##### Entries supplied #####

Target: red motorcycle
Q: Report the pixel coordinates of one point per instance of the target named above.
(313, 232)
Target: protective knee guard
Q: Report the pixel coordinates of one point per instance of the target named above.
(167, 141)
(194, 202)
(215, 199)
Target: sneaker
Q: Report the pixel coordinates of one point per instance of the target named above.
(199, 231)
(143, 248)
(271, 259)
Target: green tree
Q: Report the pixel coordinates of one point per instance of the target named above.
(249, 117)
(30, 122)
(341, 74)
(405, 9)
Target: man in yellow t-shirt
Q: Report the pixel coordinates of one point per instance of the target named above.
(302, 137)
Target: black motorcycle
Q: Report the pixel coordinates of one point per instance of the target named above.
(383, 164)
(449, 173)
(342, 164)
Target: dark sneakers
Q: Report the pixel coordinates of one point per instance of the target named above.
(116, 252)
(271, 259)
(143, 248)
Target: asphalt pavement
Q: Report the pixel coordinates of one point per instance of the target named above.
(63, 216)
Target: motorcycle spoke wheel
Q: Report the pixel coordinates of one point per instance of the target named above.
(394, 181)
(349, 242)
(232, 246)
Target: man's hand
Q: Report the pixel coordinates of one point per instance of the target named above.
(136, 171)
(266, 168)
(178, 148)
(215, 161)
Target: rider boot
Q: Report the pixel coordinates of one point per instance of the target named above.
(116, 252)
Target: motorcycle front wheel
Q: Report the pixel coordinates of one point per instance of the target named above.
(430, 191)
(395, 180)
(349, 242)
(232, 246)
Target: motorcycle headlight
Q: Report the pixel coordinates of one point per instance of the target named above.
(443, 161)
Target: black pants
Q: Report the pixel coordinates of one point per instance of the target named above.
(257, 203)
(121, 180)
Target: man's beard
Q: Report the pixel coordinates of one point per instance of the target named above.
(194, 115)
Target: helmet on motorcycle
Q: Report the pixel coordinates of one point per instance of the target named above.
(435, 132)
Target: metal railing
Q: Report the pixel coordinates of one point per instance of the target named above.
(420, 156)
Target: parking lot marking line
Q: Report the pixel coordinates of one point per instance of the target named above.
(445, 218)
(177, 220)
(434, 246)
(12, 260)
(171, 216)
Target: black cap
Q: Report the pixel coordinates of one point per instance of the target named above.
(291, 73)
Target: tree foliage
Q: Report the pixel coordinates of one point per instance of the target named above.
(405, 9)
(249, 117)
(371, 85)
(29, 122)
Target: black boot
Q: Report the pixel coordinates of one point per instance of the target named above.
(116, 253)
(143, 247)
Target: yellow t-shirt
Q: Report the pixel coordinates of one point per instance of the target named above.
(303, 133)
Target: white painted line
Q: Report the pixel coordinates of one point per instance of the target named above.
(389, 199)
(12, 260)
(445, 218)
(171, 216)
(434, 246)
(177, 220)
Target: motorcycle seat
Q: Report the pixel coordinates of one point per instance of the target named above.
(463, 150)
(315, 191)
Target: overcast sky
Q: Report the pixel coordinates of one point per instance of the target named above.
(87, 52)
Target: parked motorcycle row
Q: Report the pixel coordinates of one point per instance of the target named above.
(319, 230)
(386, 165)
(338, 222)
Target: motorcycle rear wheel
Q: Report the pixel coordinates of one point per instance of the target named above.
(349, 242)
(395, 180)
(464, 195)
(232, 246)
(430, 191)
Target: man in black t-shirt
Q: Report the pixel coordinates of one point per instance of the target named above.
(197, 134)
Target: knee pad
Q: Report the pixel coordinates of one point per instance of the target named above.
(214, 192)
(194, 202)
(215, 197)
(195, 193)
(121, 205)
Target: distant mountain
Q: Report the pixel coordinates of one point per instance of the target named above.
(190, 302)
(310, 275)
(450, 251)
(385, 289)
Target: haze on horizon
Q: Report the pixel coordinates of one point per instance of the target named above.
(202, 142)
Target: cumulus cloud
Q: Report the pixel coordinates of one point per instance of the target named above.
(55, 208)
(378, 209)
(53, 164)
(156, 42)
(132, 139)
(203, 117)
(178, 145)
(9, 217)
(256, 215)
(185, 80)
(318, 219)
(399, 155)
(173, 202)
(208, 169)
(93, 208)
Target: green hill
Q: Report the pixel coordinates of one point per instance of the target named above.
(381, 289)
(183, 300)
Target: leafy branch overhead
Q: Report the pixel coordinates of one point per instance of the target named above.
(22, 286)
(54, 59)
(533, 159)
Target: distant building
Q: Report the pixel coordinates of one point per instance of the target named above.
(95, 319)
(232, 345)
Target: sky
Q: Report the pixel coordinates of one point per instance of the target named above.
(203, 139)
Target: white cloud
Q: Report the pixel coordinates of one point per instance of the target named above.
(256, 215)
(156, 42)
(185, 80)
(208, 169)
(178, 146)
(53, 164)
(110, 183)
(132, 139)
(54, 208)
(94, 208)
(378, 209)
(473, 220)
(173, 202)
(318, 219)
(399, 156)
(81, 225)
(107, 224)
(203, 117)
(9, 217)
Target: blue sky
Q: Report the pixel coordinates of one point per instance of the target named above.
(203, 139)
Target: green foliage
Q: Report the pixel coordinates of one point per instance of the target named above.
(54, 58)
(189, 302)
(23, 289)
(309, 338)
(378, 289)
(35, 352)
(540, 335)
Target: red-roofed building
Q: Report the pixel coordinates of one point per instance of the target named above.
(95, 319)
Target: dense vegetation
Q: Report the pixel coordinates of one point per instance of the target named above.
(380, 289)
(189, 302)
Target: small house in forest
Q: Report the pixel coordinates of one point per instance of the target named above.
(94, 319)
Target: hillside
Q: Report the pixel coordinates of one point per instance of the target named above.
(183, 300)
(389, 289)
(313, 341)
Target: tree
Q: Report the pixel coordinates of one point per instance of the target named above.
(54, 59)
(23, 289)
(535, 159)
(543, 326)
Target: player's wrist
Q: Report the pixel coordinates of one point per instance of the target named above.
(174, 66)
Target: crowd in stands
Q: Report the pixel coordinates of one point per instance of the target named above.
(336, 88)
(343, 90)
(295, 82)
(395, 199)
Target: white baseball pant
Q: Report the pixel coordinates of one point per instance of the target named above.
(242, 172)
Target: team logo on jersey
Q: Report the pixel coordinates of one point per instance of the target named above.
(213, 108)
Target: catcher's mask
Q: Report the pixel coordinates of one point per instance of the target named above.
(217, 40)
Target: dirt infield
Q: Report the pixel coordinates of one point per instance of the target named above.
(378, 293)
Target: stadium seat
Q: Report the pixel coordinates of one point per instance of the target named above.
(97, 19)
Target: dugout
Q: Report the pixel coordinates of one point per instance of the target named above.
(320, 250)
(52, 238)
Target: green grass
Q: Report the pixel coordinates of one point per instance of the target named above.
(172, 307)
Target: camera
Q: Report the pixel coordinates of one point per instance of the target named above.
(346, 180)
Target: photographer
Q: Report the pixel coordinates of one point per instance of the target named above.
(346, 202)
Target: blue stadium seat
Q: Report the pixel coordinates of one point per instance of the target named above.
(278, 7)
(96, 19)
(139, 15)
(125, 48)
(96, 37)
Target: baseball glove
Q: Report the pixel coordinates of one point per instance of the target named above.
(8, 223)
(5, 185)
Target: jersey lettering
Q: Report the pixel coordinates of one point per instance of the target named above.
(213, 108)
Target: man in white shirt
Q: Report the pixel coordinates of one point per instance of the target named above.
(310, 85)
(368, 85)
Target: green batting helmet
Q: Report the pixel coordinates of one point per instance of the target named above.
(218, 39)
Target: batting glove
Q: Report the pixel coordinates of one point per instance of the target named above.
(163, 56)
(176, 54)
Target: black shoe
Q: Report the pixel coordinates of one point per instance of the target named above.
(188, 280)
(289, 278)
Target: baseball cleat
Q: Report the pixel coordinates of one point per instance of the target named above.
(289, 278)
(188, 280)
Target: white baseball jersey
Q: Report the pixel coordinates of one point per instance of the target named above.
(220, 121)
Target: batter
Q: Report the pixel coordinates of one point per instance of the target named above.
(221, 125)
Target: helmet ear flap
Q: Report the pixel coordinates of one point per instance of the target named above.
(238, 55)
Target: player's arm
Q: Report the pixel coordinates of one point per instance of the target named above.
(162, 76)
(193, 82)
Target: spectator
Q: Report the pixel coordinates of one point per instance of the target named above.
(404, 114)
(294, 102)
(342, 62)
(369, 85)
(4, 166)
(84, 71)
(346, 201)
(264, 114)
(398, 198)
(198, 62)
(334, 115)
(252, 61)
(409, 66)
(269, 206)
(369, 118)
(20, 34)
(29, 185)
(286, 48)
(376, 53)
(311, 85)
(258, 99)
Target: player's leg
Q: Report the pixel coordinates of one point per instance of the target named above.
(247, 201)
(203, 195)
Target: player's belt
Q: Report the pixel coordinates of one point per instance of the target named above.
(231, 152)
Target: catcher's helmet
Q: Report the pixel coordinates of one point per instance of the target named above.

#####

## Do this
Quote, word for word, everything in the data from the line containing "Target: catcher's helmet" down to the final line of the data.

## Reply
Target: catcher's helmet
Q: Report the pixel coordinates of one point per instance of the target named above.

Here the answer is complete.